• [Verilen Metin]:
══════════
Madde Detay
BEŞKÖYLÜ, Adem Ekiz
(d. 1980 / ö. -)
kemençeli âşık
(Âşık / 20. Yüzyıl / Anadolu-Osmanlı-Türkiye)
ISBN: 978-9944-237-86-4
Adem
Ekiz, Trabzon’un Köprübaşı ilçesinin Beşköy beldesinin eski adı Kalis olan
Konuklu Mahallesi’nde 1980 yılında dünyaya gelmiştir. Bazı şiirlerinde Beşköylü
Adem mahlasını kullanan kemençeli âşık, Ekiz Alioğulları sülalesindendir. Baba
adı Hasan, anne adı Hatice’dir. İlkokulu Konuklu İlkokulunda, ortaokulu Beşköy
Ortaokulunda, liseyi ise Köprübaşı Lisesinde tamamlar. Askerliğini 2003-2005
yılları arasında Ankara’da tank çavuşu olarak yapar. Ekiz, ilk olarak altı
yaşında yörenin geleneksel çalgı aleti olan kavalla, yedi yaşında ise kemençe
ile tanışır. Bahattin Çamurali’nin kasetlerini dinler. Yörenin kemençe
üstatlarından Yusuf Cemal Keskin ve Mustafa Günay’dan etkilenir. Öncelikle bu
üstatlardan duyduğu mani ve türküleri kemençe eşliğinde söyleyerek usta malı şiirler
söyler. Bölgedeki ırgatlara, imecelere katılır. Çocuk olması nedeniyle
kadınların olduğu ırgatlara rahatlıkla katılma imkânı bulur. Yöredeki
düğünlere, Sultan Murat Yaylasındaki şenliklere katılır. 1995’e kadar yöresindeki
faaliyetlerde yer alır. 1995’ten sonra kendi yazdığı eserleri seslendirir. 1997’de
liseden mezun olduğunda İstanbul’a göç eder. 1999’da İstanbul’da sözleri
kendisine ait olan eserlerden oluşan “Yanarım Ateşine” adlı ilk kasetini
çıkarır. Akabinde yurt dışından davet alır. Almanya’ya gider. Sonrasında diğer
ülkelerden de davet alır, Yunanistan’da konser verir. Geleneksel anlamda ustası
olmayan Ekiz, kendisine usta olarak Hüseyin Dilaver, Fahrettin Dilaver,
Bahattin Çamurali ve Yusuf Cemal Keskin’i kabul eder. Çeşitli kurum, kuruluş,
dernek, belediye gibi yerlerden ödül alır. 2012 yılında Kudret Hanım ile
evlenen Ekiz, üç çocuk sahibidir. Ekiz,
2012 yılında memleketine döner ve hâlen doğduğu köyde ikamet etmektedir. Beslenmek,
donanmak ve yeni eserler ortaya koyabilmek için memleketine döndüğünü ifade
eden Ekiz, hâlen köyünde yaylacılık yapmakta ve aynı zamanda icra çalışmalarına
da devam etmektedir (Çakır 2020).
══════════
• [Kullanılacak Kayıtlar]:
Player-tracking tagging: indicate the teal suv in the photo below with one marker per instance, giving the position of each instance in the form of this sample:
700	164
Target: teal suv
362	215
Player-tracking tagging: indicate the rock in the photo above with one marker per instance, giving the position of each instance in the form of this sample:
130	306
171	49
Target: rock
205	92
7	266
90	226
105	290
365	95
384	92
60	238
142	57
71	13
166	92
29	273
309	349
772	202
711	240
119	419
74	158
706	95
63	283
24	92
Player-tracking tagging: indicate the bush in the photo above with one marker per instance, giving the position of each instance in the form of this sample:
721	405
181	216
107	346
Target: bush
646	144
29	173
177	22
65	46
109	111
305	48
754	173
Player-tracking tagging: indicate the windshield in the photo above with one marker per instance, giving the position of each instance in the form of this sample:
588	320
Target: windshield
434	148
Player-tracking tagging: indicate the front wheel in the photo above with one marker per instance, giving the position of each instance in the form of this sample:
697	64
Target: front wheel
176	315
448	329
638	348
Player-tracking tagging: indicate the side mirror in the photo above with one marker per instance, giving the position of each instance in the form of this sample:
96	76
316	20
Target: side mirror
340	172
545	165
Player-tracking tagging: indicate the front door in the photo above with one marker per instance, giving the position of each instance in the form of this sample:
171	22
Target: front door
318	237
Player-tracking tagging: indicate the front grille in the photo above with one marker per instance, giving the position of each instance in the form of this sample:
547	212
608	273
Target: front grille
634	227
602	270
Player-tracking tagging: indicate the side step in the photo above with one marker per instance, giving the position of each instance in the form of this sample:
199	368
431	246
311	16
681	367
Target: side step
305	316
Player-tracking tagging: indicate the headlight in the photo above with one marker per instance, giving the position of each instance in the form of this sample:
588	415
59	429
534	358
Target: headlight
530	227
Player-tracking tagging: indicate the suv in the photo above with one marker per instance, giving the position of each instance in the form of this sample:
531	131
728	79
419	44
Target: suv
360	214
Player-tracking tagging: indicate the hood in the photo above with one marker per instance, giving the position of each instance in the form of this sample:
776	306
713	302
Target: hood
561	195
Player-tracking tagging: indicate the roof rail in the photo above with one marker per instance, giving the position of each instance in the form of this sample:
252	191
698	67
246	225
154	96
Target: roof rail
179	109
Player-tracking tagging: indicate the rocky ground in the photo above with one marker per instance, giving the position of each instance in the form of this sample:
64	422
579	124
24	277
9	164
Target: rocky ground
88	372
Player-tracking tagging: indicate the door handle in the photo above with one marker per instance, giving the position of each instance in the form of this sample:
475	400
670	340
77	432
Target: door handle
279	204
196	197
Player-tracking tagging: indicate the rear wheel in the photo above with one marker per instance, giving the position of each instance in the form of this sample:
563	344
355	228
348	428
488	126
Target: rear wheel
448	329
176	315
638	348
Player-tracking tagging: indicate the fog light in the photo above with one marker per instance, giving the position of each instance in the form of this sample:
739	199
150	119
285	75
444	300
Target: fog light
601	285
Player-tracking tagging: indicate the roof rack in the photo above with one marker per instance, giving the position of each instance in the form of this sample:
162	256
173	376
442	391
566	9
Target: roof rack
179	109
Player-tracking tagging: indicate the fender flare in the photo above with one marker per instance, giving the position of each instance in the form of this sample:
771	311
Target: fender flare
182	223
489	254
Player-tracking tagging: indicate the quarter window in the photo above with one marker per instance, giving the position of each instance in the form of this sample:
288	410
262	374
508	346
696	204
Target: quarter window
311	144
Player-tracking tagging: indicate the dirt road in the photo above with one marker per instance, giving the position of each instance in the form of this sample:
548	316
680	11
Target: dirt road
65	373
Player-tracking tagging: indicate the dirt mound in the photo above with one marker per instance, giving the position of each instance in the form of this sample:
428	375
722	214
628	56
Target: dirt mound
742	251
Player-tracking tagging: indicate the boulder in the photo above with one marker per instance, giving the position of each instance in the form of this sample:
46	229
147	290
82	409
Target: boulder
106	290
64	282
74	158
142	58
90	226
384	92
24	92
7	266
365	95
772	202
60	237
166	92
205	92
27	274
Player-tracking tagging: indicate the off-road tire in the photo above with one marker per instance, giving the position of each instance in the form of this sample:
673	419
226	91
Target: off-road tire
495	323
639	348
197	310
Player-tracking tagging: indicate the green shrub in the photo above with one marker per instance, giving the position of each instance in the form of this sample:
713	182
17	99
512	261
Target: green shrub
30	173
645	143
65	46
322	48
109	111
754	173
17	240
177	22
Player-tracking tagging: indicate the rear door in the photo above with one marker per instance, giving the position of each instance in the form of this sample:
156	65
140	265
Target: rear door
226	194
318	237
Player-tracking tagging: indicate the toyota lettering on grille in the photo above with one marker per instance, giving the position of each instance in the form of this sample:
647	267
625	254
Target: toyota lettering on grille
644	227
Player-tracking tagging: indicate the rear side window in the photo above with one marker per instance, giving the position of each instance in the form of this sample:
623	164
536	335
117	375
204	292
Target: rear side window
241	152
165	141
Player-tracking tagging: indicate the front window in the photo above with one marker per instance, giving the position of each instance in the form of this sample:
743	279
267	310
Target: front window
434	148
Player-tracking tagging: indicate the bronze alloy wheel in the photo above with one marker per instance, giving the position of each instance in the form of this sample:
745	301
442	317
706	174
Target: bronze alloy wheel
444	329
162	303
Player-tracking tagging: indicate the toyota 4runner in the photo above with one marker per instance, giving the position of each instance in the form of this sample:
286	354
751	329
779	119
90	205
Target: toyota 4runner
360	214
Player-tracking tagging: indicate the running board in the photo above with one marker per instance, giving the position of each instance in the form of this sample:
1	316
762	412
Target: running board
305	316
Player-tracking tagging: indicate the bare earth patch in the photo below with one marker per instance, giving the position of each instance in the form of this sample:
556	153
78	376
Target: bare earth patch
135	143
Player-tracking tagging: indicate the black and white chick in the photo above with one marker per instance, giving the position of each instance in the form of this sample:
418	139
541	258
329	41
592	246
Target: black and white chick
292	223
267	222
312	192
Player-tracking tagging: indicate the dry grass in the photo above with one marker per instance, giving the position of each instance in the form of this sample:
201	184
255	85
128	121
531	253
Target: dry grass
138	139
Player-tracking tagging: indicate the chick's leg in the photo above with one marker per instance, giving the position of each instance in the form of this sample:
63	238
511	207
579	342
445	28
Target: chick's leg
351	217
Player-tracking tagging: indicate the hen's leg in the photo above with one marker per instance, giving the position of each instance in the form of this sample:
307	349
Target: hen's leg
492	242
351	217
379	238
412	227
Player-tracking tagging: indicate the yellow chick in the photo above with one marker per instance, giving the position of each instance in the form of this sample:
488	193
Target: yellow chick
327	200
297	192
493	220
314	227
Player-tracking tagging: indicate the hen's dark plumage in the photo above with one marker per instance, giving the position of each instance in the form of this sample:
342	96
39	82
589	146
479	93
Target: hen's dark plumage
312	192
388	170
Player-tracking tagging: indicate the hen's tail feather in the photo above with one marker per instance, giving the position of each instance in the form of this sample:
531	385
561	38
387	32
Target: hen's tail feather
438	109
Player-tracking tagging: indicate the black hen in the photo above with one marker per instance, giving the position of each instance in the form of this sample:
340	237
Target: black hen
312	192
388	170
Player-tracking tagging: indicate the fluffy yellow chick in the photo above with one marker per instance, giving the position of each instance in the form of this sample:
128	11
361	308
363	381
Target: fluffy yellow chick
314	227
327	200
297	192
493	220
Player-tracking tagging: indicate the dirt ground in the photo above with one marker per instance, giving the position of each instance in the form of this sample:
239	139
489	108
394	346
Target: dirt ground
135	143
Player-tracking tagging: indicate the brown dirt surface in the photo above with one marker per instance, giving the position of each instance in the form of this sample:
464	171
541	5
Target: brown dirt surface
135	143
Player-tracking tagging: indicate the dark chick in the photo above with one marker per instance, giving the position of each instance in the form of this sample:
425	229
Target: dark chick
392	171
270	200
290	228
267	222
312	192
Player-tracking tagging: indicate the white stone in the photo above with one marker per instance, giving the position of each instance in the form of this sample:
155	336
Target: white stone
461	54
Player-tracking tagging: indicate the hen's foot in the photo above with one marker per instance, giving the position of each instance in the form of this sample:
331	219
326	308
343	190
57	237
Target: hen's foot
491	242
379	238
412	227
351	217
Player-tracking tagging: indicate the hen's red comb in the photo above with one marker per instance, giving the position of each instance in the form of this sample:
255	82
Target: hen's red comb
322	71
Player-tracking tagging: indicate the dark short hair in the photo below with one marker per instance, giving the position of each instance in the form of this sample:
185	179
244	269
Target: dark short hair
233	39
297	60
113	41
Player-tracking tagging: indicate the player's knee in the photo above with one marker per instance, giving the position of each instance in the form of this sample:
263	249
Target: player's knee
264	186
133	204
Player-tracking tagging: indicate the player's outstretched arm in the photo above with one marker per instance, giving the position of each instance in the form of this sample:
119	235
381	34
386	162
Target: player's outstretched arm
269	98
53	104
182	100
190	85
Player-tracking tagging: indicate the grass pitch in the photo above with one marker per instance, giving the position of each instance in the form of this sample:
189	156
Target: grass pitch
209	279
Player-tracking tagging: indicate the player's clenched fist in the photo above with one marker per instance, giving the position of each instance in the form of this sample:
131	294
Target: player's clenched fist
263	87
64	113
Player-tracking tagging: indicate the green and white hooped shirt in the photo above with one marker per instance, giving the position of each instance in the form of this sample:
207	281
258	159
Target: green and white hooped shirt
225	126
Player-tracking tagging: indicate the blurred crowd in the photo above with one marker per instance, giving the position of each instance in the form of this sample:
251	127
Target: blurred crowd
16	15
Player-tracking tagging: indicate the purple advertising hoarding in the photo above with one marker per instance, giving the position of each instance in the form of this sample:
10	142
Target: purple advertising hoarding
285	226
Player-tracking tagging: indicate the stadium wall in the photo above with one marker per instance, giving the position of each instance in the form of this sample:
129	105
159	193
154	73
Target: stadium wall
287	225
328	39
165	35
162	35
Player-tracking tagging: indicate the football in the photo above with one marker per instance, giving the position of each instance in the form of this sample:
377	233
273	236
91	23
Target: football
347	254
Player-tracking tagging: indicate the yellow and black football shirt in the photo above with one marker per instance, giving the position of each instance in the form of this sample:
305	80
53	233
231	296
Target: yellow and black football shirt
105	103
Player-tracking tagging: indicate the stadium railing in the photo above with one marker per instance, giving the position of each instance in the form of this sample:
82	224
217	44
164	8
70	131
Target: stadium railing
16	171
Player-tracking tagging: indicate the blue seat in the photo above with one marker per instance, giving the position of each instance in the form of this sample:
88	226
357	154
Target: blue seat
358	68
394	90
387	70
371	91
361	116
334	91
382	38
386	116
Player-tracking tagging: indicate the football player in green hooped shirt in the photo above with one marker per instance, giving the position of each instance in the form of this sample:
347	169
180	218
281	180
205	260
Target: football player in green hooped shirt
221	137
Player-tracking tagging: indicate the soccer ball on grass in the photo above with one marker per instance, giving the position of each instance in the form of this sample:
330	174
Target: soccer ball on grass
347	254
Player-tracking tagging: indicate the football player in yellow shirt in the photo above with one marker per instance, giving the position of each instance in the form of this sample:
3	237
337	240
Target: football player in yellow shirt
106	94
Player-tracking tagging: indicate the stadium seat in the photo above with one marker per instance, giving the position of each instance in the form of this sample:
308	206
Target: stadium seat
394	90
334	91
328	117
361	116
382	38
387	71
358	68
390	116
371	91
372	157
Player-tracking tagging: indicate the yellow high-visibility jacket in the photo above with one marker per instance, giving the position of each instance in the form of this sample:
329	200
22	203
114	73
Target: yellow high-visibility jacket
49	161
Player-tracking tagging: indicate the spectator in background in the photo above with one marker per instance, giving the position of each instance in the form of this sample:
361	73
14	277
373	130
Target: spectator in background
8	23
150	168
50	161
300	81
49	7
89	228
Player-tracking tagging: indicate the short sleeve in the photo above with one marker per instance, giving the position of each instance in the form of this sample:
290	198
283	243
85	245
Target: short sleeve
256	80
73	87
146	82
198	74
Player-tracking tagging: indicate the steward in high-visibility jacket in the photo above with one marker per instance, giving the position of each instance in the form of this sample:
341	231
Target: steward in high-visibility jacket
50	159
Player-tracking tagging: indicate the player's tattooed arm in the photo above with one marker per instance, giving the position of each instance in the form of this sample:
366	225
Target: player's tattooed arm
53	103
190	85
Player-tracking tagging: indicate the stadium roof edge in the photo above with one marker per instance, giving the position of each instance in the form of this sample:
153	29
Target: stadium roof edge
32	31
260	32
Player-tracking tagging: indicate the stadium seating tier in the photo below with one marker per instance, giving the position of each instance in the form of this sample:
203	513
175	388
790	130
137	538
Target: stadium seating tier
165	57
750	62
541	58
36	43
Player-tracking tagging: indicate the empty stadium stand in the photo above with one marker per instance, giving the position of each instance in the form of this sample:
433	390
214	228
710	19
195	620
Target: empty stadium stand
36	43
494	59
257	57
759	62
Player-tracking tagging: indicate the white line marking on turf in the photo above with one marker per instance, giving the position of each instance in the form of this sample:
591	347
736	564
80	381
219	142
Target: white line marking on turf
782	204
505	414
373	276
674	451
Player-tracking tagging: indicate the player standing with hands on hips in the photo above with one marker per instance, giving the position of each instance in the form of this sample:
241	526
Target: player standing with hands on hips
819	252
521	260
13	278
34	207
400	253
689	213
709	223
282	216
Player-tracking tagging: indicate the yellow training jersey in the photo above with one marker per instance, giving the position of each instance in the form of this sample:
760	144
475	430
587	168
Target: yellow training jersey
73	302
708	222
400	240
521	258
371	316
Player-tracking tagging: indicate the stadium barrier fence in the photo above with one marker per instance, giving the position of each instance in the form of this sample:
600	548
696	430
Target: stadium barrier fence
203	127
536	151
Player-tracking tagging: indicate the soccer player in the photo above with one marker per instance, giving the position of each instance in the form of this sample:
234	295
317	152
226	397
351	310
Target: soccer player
══════════
• [Çözülecek Görevler]:
(a) Adem Ekiz'i anlatan metne göre şu ifadeler doğru mu: (i) Ekiz kemençeyle yedi yaşında tanışmıştır; (ii) Ekiz 1997'de İzmir'e göç etmiştir; (iii) Ekiz askerliğini Ankara'da yapmıştır? Her biri için evet ya da hayır deyin ve kararı belirleyen sözleri metinden aynen alıntılayın.
(b) Kayıtları süzün ve "board" dizgesini içeren her satırı aktarın. Büyük ve küçük harf ayrımı gözetilir.

• [Görev Görev Yanıtlar]:
(a)
(i) Evet: "yedi yaşında ise kemençe ile tanışır"
(ii) Hayır: "1997’de liseden mezun olduğunda İstanbul’a göç eder"
(iii) Evet: "Askerliğini 2003-2005 yılları arasında Ankara’da tank çavuşu olarak yapar"

(b)
Player-tracking tagging: indicate the running board in the photo above with one marker per instance, giving the position of each instance in the form of this sample:
Target: running board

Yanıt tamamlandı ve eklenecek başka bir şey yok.